▸ Kaynak:
════════════════════

Emelyan Pugaçev önderliğindeki Kazak ve köylülerin katıldığı 25 bin kişilik ordu Çar ordusunu bozguna uğratarak, Moskova kapılarına dayanır. Rejimin bu sancılı döneminde orduya katılan genç bir subayla görev yaptığı kale komutanı yüzbaşının kızı arasındaki aşkı konu alan Yüzbaşının Kızı, Puşkin'in en önemli eserlerinden biridir.
Akıcı ve sade bir dile sahip olan Yüzbaşının Kızı, okurun elinden bırakamayacağı bir romandır.

KİTAP HAKKINDA BiLGi VE YORUMUM:
Bu kitap okunmak için kaç yıldır kitaplığımda sırada bekledi Allah bilir. Yüzbaşının Kızı’nı daha fazla bekletmek yakışık almazdı:) ben de Yüzbaşıya gerekli saygıyı göstererek yeni aldığım kitaplara “siz şöyle rafta bir dinlenin, sırada bekleyen o kadar kitap varken haddinizi bilin” :) Dünya klasikleri arasında kendisine hakkıyla yer edinmiş bir kitap varken ağzınızı açıp ta, hadi beni oku diye kesinlikle yalvarmayın arkadaşlar… Durun durduğunuz yerde… Askerdeki gibi okunma sırası bundan sonra kıdem sırasına göre yapılacak… o kadar :) dedim ve beni sıkıştıran cillop kitaplara restimi çektim.

════════════════════

▸ Sağlanan malzeme:
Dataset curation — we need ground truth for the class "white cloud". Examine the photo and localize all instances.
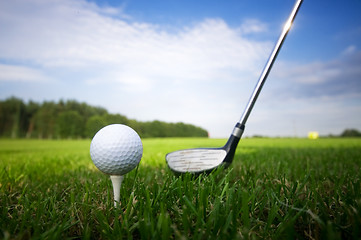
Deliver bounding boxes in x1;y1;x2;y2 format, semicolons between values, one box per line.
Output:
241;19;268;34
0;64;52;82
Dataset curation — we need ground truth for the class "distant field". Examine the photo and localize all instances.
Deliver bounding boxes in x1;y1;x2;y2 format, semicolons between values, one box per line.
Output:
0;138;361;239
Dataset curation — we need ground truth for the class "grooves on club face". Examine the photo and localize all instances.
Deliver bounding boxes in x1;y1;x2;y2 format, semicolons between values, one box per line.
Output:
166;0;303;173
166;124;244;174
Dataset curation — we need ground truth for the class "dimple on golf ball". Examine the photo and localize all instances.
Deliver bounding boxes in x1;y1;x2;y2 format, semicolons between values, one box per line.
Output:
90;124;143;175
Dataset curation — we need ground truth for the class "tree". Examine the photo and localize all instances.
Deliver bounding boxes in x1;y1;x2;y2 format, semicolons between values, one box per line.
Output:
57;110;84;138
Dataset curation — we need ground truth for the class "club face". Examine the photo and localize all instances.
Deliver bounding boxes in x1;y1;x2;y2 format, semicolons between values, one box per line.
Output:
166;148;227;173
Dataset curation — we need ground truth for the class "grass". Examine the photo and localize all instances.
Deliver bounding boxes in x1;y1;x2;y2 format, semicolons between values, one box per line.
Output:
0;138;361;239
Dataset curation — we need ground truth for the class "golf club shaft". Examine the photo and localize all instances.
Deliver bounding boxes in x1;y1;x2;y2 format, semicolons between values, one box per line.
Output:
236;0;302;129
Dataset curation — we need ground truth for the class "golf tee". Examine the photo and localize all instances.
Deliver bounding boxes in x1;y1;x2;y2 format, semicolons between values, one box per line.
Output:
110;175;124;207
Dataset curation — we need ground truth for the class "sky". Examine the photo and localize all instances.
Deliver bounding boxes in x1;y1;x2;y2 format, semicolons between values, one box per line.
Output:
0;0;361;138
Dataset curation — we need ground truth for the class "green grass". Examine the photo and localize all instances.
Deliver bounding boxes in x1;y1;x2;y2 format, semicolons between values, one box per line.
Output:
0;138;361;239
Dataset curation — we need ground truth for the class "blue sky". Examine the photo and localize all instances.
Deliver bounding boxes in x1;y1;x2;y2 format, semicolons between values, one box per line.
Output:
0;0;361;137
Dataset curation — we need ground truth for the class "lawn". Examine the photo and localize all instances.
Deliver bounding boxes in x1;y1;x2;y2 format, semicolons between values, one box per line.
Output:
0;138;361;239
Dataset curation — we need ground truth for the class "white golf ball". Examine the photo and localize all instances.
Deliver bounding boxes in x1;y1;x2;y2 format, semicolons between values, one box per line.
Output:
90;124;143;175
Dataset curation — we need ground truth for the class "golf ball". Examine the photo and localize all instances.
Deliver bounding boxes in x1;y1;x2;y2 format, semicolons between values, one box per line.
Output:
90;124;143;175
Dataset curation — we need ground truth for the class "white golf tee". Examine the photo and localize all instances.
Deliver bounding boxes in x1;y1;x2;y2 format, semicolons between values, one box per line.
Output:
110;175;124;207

════════════════════

▸ Yazılı görevler:
1 > Yüzbaşının Kızı üzerine yazıya göre Emelyan Pugaçev önderliğindeki ordu kaç kişiliktir?
2 > Yüzbaşının Kızı üzerine yazıda "Akıcı ve sade" sözleriyle başlayıp "kitaplara restimi çektim." sözleriyle biten bölümü değiştirmeden alıntılayın.
3 > Yüzbaşının Kızı üzerine yazıyı kaldığı yerden devam ettirin.

▸ Beklenen sonuçlar:
1 > 25 bin kişilik

2 >
Akıcı ve sade bir dile sahip olan Yüzbaşının Kızı, okurun elinden bırakamayacağı bir romandır.

KİTAP HAKKINDA BiLGi VE YORUMUM:
Bu kitap okunmak için kaç yıldır kitaplığımda sırada bekledi Allah bilir. Yüzbaşının Kızı’nı daha fazla bekletmek yakışık almazdı:) ben de Yüzbaşıya gerekli saygıyı göstererek yeni aldığım kitaplara “siz şöyle rafta bir dinlenin, sırada bekleyen o kadar kitap varken haddinizi bilin” :) Dünya klasikleri arasında kendisine hakkıyla yer edinmiş bir kitap varken ağzınızı açıp ta, hadi beni oku diye kesinlikle yalvarmayın arkadaşlar… Durun durduğunuz yerde… Askerdeki gibi okunma sırası bundan sonra kıdem sırasına göre yapılacak… o kadar :) dedim ve beni sıkıştıran cillop kitaplara restimi çektim.

3 >
Neyse şimdi lafı uzatmadan nihayet okuyup bitirdiğim bu kitaba geçelim.
Yaptığım araştırmada “Yüzbaşının Kızı’nın” Puşkin’in en çok bilinen öykülerinden biri olduğunu öğrendim. Ayrıca bu okuduğum ilk Puşkin eseriydi.

Petroviç Grinyov Simbirsk köyünde yaşayan varlıklı biridir. Rus ordusundan binbaşı rütbesiyle emekli olmuştur ve Avdotya Vasilyevna ile evlidir. Sekiz tane çocukları olmuş bunların hepsi de ölmüştür. Bu nedenle doğacak ilk çocuklarının erkek olması halinde aile dostlarından bir binbaşının yardımıyla Semenovski Alayına çavuş olarak yazdıracaklardır.
Çocukları Allah’ın kendilerine bir lütfu olarak erkek olur ve adını Pyotr Andreyiç koyarlar.

Savelyiç adında yaşlı bir hizmetkârı lala olarak görevlendirirler. Eğitim çağına gelen Pyotr Andreyiç Monsieur Beaupre isimli bir Fransız öğretmene teslim edilir. Bu adamdan
Bir müddet Fransızca, Almanca ve diğer bilimlerle ilgili dersler alırken ayrıca kılıç kullanmayı da öğrenir.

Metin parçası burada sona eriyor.